Instructions to follow
Your answer must be the line holding "Objective — one point per instance of the hat" followed by every later line through the end of the entries, exactly as written.

Stored data
····················
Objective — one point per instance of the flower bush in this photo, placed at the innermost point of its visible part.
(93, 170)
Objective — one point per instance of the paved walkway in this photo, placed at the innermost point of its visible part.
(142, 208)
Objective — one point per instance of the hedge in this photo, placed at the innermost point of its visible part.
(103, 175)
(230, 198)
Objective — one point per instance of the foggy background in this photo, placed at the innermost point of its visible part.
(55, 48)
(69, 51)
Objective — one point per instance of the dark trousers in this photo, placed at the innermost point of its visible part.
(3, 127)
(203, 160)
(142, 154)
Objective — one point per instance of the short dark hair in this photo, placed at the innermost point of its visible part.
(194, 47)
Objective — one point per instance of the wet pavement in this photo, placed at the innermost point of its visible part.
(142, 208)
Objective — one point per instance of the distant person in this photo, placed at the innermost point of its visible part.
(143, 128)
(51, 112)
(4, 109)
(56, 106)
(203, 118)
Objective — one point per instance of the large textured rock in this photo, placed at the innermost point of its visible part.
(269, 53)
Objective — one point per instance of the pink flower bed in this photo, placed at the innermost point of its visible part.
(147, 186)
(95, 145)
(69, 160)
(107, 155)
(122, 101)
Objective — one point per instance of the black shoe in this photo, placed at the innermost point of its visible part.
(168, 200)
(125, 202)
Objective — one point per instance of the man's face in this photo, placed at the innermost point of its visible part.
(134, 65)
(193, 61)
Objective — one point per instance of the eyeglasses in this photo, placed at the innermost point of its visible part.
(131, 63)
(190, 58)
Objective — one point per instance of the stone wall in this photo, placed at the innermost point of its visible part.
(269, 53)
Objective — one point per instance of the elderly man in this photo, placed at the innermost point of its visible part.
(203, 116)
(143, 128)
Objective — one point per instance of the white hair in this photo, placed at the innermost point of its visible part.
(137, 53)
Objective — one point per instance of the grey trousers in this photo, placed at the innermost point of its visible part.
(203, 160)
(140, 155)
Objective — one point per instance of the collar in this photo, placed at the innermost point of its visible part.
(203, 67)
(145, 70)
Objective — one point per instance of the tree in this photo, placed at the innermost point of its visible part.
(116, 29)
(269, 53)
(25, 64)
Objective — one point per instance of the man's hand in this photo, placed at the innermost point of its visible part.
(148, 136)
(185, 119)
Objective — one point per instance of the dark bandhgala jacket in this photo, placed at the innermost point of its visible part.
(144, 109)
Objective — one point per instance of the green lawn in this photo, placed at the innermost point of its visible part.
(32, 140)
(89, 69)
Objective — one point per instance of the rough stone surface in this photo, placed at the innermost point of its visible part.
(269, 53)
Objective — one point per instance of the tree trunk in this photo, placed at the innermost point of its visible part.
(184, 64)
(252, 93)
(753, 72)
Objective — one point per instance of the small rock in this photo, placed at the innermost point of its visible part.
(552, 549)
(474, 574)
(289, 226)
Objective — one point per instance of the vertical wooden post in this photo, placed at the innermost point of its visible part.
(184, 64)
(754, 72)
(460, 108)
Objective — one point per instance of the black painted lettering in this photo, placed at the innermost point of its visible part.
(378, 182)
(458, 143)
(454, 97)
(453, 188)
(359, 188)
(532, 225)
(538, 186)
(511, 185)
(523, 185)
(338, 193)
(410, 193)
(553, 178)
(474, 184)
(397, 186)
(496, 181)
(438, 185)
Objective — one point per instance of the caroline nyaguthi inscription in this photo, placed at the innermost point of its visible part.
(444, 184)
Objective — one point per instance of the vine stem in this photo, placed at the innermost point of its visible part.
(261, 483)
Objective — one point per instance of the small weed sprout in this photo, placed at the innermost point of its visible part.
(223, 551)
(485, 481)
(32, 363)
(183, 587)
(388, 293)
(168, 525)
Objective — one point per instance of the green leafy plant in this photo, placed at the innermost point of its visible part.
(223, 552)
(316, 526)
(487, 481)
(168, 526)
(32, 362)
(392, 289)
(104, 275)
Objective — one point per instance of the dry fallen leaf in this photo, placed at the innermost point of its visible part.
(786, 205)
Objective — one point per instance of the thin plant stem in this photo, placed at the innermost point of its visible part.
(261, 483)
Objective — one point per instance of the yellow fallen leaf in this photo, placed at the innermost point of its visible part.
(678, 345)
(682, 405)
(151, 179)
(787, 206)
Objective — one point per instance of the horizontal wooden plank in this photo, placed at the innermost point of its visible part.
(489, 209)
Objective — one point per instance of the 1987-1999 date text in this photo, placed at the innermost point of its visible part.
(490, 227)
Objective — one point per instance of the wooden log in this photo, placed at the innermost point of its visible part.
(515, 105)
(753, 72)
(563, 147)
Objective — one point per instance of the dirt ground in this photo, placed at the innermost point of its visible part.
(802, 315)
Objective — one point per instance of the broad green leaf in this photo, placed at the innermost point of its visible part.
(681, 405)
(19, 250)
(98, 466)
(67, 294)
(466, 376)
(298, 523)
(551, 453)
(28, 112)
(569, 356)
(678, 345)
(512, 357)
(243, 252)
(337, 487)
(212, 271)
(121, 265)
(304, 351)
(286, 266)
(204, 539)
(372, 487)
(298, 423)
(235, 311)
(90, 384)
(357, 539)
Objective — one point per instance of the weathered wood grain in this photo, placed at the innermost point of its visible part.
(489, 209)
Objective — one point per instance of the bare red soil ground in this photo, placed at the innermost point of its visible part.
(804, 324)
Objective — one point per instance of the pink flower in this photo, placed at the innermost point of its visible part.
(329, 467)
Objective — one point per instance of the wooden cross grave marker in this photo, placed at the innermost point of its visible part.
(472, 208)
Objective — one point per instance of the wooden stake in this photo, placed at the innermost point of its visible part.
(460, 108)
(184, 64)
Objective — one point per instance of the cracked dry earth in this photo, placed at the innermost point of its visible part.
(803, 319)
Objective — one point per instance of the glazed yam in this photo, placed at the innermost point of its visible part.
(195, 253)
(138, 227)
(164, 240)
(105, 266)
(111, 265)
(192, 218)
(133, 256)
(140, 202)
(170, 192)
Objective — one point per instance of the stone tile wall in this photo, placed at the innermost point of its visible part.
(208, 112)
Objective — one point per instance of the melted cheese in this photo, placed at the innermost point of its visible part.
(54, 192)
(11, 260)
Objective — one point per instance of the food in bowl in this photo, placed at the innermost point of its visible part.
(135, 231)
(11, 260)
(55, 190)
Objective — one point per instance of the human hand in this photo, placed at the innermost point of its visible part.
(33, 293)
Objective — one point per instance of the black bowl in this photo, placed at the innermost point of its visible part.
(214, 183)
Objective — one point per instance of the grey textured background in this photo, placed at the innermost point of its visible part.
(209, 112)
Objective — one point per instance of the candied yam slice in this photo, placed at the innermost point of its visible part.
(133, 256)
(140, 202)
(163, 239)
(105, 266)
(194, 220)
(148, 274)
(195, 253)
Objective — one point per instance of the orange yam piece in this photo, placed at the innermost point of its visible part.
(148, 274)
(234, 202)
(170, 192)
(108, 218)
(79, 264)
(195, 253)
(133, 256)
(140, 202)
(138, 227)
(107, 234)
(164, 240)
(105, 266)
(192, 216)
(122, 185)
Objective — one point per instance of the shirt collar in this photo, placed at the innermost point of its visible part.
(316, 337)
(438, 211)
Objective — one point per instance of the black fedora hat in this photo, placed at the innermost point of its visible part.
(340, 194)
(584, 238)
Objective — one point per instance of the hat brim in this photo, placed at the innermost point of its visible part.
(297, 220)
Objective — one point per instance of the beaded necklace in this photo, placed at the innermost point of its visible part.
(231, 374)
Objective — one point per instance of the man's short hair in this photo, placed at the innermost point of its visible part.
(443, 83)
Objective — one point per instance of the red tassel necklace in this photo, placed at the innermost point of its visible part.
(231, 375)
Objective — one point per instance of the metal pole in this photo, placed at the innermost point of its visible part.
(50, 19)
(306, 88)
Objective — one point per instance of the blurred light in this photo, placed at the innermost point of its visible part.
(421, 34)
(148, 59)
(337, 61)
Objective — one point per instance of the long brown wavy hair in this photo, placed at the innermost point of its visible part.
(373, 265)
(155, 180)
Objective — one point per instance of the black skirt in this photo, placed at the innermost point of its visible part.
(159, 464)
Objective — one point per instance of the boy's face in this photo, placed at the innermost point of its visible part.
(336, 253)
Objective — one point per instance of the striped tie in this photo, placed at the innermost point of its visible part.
····················
Final answer
Objective — one point per instance of the hat brim in this photo, placed at the innermost point of its visible part.
(297, 220)
Objective — one point per instance of the beaded necklace in this photo, placed at the innermost point of its visible part.
(231, 374)
Objective — one point per instance of the man's short hair in this photo, placed at the innermost point of its visible part.
(443, 83)
Objective — one point per instance of the red tassel necklace in this photo, placed at the innermost point of its visible part.
(231, 375)
Objective — one point per instance of the metal pole in this photo, placed at the innermost point of its visible part.
(50, 19)
(306, 88)
Objective — one point per instance of the blurred light in this photo, placed at the innermost point of its visible part.
(421, 34)
(148, 59)
(337, 61)
Objective — one point per instance of the long brown wavy hair in this photo, placed at the innermost point of its visible part.
(373, 265)
(155, 180)
Objective — one point per instance of the black skirt in this photo, placed at the innermost point of its visible part.
(159, 464)
Objective — one point per instance of the boy's face in this photo, placed at the innermost point of its visible part.
(336, 253)
Objective — one point per instance of the striped tie in this photo, placed at the innermost point of its visible part.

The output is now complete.